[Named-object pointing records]
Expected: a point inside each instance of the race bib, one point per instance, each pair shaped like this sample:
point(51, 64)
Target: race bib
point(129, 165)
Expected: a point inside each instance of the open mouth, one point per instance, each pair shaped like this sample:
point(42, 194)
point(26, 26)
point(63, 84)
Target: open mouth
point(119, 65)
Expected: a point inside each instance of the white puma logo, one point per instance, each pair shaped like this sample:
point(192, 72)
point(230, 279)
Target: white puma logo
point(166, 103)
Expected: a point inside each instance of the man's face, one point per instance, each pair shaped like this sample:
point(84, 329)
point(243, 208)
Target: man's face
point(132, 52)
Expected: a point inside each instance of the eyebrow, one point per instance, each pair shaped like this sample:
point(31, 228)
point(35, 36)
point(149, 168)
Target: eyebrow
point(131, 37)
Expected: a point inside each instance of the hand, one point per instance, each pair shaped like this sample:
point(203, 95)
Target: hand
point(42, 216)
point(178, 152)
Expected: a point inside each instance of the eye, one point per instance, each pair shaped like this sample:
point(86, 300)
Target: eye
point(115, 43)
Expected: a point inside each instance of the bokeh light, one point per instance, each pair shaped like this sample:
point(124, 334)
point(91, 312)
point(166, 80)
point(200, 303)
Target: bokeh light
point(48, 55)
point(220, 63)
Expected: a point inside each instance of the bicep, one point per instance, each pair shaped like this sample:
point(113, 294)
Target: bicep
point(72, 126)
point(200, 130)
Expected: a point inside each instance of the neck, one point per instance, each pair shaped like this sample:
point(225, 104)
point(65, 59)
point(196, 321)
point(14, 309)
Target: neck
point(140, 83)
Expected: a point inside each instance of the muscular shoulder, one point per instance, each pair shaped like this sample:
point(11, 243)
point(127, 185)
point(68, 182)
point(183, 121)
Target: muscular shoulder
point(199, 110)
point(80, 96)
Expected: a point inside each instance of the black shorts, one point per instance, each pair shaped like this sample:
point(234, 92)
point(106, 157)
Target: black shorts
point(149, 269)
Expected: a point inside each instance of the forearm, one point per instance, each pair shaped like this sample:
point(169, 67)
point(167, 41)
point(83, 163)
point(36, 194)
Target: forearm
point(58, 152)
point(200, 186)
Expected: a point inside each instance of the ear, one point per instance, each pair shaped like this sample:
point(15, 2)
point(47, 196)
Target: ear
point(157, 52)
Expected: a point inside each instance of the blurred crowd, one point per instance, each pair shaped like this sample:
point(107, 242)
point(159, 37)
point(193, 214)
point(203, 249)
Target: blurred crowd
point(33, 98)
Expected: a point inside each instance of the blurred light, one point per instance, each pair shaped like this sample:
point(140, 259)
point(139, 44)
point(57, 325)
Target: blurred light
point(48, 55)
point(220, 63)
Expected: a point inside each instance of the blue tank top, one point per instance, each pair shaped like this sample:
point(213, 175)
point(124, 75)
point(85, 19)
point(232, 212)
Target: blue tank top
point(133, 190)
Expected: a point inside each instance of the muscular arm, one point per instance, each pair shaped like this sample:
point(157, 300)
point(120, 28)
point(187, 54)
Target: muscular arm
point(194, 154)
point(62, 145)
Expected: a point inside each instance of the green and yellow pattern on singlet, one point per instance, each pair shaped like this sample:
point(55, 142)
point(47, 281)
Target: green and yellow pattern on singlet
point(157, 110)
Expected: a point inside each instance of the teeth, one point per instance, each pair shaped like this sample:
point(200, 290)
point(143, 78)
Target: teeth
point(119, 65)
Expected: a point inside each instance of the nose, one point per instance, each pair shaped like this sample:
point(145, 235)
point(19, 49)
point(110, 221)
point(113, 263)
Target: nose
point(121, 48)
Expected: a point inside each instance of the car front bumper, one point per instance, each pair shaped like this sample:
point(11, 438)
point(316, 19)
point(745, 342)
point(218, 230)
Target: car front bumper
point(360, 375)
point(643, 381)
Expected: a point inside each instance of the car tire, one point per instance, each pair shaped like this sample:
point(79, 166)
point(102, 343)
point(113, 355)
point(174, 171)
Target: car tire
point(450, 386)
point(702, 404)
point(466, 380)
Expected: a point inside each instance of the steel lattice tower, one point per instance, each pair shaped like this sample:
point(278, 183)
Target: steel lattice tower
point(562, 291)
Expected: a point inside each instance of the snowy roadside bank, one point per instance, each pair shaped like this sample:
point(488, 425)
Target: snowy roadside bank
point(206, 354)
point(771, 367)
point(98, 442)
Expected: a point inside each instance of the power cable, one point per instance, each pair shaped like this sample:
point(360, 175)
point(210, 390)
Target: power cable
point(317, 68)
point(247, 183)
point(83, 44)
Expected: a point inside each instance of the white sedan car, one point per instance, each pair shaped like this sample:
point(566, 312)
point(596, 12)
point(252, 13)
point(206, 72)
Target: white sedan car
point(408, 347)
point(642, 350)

[EXERCISE OBJECTIVE]
Reproduce every line of the listing in the part that opens with the line containing "Expected: a point inside each instance of the white sedan" and runs through the end of the listing, requests included. Scale every coordinate in the answer points by 2.4 and round each result to a whole number, with halves rounded up.

[COMPLETE ANSWER]
Expected: a point inside each instance of the white sedan car, one point per instance, each pair shaped like this sample:
point(566, 312)
point(596, 12)
point(252, 13)
point(206, 72)
Target: white sedan car
point(979, 833)
point(1541, 840)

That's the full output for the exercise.